== Il tuo obiettivo ==
Secondo l'estratto della fonte, perché il blocco dello spazio aereo imposto dal Qatar creò un problema per il carico di mascherine? Rispondi in una, due o tre frasi.

AGI - In piena emergenza Covid, con l'Italia alle prese con il primo rigido lockdown, era finito in carcere il 9 aprile del 2020 perchè sospettato di aver alterato una gara Consip da 15,8 milioni euro per l’acquisto e la fornitura di 3 milioni di mascherine mai arrivate nel nostro Paese. Il gip, che aveva firmato la misura cautelare, lo aveva definito "soggetto poco affidabile nel mondo degli appalti pubblici", al punto da attribuirgli "una manovra spregiudicata e d'azzardo (cioè sui due tavoli dei tempi e della capacità di consegna dei dispositivi di protezione) giocata sulla salute di chi attendeva quelle mascherine".
Dopo due anni da incubo, l'imprenditore Antonello Ieffi si è vista riconoscere dalla Cassazione la buona fede e la trasparenza del suo operato.
Finito a giudizio su richiesta della procura di Roma, Ieffi era stato condannato in primo e secondo grado a due anni e mezzo di reclusione per il reato di turbativa d'asta (e assolto, "perchè il fatto non sussiste", dall'imputazione di inadempimento delle pubbliche forniture). Ma i giudici della sesta sezione penale della Suprema Corte hanno annullato senza rinvio la sentenza di appello, sempre “perché il fatto non sussiste”, chiudendo definitivamente la questione. Con grande soddisfazione della difesa, rappresentata dagli avvocati Carlo Bonzano e Luigi Annunziata secondo cui le mascherine c'erano ma non arrivarono a destinazione non certo per colpa del loro assistito.
Ieffi, dal canto suo, si è sempre difeso sostenendo di "aver agito con lo spirito di fare del bene per il nostro Paese: abbiamo perso l’occasione di fare arrivare in Italia tre milioni di mascherine, che nel pieno dell’emergenza da coronavirus avrebbero fatto molto comodo - si sfogò davanti al giudice del tribunale -. E invece sono stato pure arrestato e in questa operazione ci ho rimesso 480mila euro".
L'imprenditore raccontò al processo la sua verità sull'operazione, saltata all'ultimo momento, che prevedeva il trasferimento a Malpensa di un carico di tre milioni di mascherine, parcheggiato in un magazzino a due passi dall'aeroporto cinese di Guangzhou Baiyun: "Quel carico doveva partire il 16 marzo 2020 ma nel pomeriggio il Qatar decise di imporre il blocco del proprio spazio aereo. Un problema per noi, perchè il nostro volo doveva passare proprio da lì. Così, per segnalare quanto stesse accadendo, decisi di scrivere una mail al ministro degli Esteri Luigi Di Maio, prendendola dal sito istituzionale. La mattina successiva mi scrisse furibondo l'ad di Consip Cristiano Cannarsa che con tono fin troppo minaccioso mi chiese come mai mi fossi permesso di scrivere a Di Maio e poi mi disse di girargli al più presto tutti i contratti perchè secondo lui questo affare non era serio".
Dopo poche ore a Ieffi arrivò una diffida da parte della stessa Consip che lo escludeva dalla gara per una serie di irregolarità tributarie che la società dell'imprenditore non aveva sanato. "Io a Cannarsa - riferì in udienza l'imprenditore - girai tutta la documentazione e i miei contatti in Cina. Mi risulta che da parte di Consip non fu effettuata alcuna ispezione per verificare l'effettiva esistenza del carico di mascherine".

== Materiale estratto ==
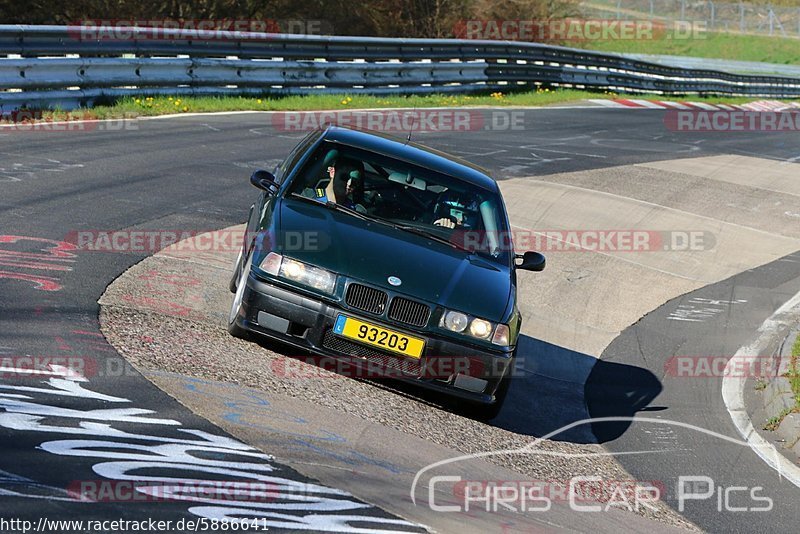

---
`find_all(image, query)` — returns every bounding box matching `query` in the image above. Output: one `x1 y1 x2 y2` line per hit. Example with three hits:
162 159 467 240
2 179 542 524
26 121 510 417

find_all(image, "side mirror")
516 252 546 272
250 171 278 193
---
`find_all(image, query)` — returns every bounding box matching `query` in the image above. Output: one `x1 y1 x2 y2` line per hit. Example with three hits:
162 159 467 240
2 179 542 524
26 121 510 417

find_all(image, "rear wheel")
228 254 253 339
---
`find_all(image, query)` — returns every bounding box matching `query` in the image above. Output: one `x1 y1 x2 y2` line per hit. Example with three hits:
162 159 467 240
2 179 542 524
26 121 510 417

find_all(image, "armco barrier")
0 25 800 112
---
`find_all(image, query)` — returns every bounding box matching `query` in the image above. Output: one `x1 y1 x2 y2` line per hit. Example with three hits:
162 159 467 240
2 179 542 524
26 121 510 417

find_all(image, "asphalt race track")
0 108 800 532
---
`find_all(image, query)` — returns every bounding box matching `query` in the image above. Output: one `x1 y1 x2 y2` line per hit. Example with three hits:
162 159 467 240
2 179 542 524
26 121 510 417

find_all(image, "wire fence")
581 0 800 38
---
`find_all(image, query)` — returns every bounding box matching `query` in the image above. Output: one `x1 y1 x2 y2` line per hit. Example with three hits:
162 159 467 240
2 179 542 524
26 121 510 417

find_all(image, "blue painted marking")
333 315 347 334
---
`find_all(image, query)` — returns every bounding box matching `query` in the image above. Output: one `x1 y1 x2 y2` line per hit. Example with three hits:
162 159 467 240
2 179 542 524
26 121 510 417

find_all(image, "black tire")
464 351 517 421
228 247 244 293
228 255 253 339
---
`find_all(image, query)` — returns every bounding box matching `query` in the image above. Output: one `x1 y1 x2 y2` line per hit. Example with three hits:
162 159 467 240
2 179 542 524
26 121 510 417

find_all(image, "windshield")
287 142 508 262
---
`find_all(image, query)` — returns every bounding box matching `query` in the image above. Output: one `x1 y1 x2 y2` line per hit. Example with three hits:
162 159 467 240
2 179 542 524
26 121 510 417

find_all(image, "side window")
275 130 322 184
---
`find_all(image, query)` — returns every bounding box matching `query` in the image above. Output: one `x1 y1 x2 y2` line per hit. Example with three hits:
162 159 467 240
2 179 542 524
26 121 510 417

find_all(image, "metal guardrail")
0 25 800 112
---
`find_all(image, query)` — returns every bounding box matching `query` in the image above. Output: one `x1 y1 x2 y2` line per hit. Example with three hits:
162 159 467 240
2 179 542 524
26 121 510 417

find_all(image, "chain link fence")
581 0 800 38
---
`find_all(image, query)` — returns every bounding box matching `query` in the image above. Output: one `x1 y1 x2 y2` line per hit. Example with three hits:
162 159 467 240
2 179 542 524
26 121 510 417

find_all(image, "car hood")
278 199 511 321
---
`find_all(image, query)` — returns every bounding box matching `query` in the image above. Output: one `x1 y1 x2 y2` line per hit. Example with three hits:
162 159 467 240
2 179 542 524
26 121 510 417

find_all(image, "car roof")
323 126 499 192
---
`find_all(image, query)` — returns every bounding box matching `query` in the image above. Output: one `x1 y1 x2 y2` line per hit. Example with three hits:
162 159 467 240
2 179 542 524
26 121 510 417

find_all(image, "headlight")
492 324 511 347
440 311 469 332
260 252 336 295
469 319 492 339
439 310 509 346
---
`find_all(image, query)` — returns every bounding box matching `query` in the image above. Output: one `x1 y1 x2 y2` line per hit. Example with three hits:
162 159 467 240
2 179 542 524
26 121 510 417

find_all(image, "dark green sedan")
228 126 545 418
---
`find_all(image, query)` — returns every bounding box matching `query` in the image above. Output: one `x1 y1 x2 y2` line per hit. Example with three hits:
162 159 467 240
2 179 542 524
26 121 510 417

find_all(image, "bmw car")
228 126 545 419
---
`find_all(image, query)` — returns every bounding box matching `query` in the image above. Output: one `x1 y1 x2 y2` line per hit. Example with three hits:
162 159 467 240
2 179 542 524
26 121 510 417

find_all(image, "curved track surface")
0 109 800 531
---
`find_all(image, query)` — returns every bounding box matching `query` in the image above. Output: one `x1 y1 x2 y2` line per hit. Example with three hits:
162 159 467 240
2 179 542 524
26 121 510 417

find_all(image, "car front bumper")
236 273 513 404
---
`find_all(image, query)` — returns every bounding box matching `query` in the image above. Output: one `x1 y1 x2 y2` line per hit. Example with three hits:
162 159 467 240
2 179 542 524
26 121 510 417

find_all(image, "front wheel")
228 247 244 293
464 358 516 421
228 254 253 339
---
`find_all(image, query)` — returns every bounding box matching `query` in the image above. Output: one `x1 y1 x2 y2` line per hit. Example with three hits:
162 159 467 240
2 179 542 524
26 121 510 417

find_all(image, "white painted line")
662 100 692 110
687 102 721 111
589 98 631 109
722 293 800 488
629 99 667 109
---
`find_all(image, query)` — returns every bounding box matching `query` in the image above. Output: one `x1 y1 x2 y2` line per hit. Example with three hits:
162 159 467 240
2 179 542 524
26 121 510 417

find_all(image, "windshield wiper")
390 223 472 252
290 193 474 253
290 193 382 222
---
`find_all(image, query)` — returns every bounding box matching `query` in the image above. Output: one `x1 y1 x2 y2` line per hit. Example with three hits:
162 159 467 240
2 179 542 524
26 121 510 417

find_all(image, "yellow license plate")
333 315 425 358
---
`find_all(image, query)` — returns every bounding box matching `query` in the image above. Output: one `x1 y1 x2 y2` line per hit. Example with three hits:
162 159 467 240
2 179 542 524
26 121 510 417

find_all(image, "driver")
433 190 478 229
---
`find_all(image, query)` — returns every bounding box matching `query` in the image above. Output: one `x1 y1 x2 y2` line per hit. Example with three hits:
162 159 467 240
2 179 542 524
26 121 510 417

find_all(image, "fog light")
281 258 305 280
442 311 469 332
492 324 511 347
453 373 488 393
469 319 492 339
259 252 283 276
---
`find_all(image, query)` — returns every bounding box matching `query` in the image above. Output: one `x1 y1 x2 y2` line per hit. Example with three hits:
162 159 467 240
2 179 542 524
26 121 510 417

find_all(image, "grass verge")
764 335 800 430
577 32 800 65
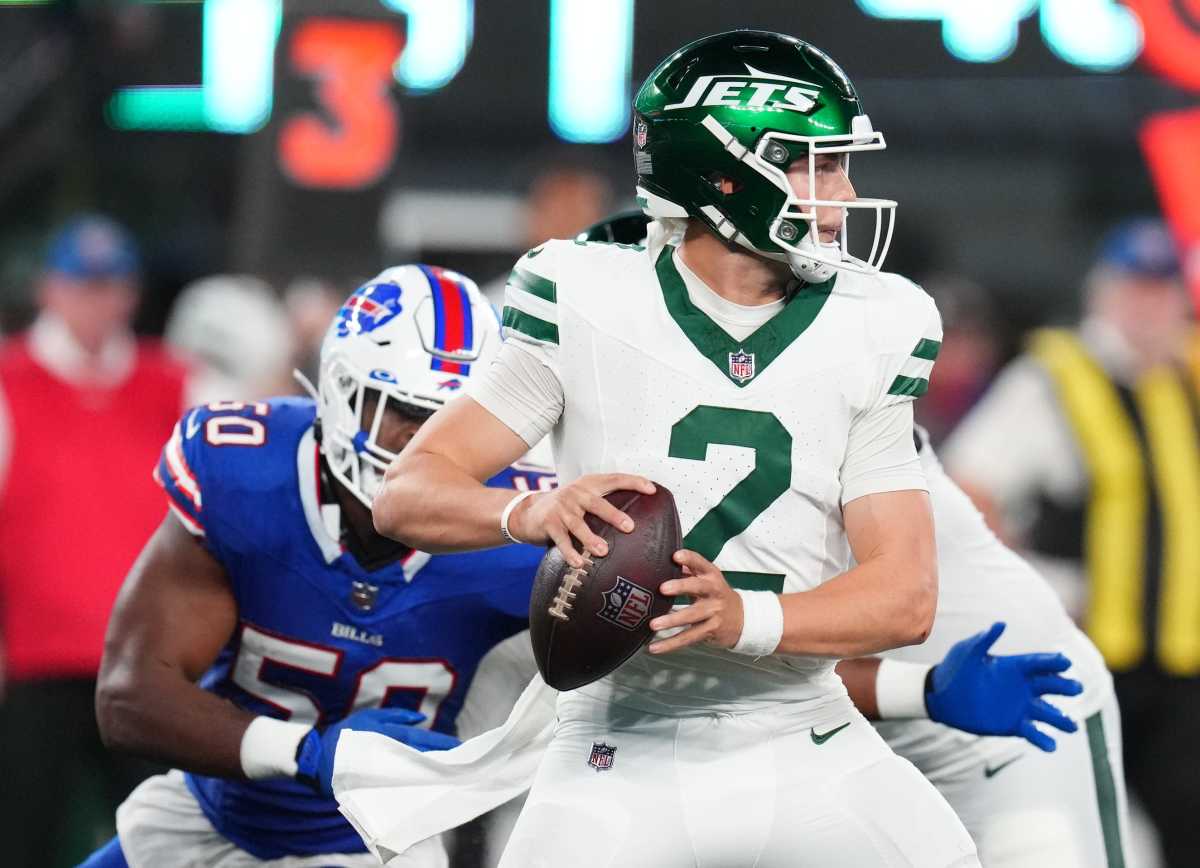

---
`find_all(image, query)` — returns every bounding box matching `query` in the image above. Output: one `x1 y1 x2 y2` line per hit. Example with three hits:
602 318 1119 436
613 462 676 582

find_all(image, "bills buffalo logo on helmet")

...

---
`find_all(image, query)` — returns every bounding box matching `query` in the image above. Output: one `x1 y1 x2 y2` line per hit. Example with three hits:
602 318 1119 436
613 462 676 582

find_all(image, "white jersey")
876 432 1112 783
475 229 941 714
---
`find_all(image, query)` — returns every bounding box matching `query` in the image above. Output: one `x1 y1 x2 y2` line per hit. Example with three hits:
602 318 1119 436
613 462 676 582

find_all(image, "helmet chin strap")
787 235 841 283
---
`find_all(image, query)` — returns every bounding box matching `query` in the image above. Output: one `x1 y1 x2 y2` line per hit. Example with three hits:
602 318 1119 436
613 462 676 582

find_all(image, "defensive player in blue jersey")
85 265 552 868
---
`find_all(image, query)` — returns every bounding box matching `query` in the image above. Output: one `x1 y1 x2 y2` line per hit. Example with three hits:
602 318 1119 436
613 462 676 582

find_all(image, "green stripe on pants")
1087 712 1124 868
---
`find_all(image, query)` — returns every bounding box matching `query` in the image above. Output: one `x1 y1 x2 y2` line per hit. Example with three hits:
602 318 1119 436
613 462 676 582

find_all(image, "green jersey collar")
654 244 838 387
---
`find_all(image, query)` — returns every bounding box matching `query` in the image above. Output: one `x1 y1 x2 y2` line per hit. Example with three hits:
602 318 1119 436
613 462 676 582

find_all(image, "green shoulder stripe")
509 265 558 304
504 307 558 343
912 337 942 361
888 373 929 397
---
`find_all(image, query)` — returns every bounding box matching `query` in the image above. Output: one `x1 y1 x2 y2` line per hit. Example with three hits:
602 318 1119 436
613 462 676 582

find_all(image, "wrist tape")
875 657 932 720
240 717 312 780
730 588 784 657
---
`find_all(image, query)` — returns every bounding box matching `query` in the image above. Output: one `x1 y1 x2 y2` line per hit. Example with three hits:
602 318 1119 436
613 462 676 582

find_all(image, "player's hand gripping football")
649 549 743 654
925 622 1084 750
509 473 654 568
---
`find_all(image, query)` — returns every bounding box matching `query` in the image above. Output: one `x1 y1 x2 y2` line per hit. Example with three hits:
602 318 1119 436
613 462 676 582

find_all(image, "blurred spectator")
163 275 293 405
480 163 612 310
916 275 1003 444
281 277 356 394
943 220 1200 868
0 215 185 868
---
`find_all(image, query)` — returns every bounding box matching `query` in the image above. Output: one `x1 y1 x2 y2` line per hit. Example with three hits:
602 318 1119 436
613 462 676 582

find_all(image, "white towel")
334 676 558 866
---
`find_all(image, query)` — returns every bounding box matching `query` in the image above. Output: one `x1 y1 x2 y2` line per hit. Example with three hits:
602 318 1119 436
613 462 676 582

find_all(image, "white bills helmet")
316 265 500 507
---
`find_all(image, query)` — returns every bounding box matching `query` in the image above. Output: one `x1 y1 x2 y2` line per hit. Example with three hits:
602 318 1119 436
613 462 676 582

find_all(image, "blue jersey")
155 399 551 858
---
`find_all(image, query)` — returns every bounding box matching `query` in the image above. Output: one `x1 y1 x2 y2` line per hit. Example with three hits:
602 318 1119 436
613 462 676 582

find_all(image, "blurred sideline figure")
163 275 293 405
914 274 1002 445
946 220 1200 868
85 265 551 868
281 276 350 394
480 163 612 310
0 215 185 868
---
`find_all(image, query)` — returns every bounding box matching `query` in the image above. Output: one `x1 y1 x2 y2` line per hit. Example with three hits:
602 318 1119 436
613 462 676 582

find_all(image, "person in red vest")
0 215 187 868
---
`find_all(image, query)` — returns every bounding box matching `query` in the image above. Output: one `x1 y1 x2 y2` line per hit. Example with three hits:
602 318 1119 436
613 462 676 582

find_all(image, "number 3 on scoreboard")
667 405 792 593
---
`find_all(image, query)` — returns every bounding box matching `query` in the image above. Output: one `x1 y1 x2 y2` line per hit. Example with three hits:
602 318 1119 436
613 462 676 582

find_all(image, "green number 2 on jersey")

== Risultato del compito ==
Il Qatar impose il blocco del proprio spazio aereo nel pomeriggio del 16 marzo 2020, proprio il giorno in cui il carico doveva partire. Era un problema perché il volo che doveva trasferire le mascherine a Malpensa doveva passare proprio da lì.